■ **Assigned task**:
Take the records below and set them down exactly, so that every line matches the original.

Data entries:
|---|
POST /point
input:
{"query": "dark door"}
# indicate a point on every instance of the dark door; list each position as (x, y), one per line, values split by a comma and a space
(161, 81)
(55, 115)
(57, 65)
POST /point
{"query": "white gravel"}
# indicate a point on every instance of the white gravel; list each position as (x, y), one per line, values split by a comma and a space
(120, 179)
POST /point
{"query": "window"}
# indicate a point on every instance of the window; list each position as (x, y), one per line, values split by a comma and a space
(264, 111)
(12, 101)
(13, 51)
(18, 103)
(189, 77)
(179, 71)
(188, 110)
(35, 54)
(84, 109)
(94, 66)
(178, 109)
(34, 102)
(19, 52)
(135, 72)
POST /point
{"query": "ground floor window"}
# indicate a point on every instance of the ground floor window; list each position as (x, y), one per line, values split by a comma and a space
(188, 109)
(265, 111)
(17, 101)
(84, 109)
|---|
■ **Response to the exercise**:
POST /point
input:
{"query": "dark door"}
# indicate a point on every instance of the dark door; list each position as (x, y), one per line, values split by a comma and a space
(161, 81)
(55, 115)
(57, 65)
POST /point
{"query": "white gravel"}
# indicate a point on every instance of the white gravel; list each position as (x, y), one per line, values split by a comma and a space
(120, 179)
POST /point
{"query": "window"}
# indicate a point on every instance of the window; list each position as (x, y), one per line, values split by a comma and a space
(264, 111)
(12, 101)
(13, 51)
(18, 103)
(189, 77)
(179, 71)
(188, 110)
(35, 54)
(84, 109)
(94, 66)
(178, 109)
(34, 102)
(19, 52)
(135, 72)
POST /point
{"query": "ground floor window"}
# indicate a point on every instance of the ground floor window; list each position as (x, y), one per line, values split by a comma and a space
(188, 109)
(265, 111)
(17, 101)
(84, 109)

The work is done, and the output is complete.